Your answer should be the exact lines of the data below from the one containing "x=201, y=187" through the one containing "x=281, y=23"; please include nothing else.

Material for this exercise —
* * *
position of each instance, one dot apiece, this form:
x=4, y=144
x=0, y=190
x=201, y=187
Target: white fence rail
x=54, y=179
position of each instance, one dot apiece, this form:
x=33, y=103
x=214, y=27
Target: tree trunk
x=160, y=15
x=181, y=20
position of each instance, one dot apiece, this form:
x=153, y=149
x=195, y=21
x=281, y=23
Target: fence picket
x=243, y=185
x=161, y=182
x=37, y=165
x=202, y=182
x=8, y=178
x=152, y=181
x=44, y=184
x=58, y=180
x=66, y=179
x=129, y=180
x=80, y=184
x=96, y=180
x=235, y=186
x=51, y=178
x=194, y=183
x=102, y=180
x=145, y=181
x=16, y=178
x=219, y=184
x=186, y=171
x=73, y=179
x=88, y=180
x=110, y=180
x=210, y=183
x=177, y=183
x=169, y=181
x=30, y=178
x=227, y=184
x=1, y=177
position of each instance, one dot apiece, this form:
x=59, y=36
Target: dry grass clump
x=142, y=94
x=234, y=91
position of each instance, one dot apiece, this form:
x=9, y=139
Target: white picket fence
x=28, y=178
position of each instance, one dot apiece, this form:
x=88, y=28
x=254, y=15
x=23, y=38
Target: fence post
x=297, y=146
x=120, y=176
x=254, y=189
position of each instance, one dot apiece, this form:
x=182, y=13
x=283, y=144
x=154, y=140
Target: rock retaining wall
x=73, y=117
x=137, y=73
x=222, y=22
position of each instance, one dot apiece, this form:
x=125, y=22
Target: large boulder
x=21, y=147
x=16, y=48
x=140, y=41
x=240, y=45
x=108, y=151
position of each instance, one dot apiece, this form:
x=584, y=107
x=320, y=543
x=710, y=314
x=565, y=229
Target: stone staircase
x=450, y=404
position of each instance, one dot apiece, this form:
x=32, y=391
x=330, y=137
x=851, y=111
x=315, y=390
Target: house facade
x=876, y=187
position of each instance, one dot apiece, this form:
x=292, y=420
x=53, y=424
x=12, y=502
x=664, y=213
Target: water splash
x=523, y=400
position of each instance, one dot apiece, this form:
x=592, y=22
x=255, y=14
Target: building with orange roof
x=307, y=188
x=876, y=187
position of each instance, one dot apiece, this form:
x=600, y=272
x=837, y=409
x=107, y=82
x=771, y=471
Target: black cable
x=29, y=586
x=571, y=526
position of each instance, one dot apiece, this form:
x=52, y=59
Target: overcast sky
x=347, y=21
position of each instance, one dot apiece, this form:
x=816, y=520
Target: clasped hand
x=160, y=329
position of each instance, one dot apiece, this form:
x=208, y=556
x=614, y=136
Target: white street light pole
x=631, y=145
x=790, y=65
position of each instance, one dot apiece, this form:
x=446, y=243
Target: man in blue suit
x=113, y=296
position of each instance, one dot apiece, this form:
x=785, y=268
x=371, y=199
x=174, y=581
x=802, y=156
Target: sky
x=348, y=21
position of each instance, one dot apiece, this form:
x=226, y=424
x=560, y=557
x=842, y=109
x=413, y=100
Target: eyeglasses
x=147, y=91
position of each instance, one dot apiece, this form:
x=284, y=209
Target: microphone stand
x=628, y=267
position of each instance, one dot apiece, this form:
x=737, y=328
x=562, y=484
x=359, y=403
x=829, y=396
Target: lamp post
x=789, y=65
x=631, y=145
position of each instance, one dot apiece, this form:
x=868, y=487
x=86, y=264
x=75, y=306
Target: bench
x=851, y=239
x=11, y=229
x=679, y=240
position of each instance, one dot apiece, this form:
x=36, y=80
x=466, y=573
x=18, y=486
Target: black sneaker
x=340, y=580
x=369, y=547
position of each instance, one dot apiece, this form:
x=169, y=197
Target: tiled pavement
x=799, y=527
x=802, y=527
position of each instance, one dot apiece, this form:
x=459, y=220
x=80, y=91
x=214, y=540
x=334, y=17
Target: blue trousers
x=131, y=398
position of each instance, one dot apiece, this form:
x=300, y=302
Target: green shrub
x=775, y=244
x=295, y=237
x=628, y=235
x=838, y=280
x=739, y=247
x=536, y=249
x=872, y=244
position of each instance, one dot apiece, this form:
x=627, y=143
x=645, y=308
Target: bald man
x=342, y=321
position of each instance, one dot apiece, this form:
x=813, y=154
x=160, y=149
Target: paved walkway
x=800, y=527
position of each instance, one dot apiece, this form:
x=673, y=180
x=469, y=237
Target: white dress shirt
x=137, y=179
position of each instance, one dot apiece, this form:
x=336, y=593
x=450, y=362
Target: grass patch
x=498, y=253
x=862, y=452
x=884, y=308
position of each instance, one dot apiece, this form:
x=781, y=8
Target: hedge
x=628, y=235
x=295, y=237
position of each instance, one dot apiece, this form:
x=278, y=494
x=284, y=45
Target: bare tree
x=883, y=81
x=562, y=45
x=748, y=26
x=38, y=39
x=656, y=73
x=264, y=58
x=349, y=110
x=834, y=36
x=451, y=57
* * *
Solved exercise —
x=201, y=187
Target: white fence rail
x=54, y=179
position of each instance, one dot apiece, this form:
x=33, y=103
x=214, y=27
Target: tree trunk
x=160, y=15
x=181, y=20
position of each instance, one dot apiece, this form:
x=153, y=149
x=195, y=21
x=281, y=23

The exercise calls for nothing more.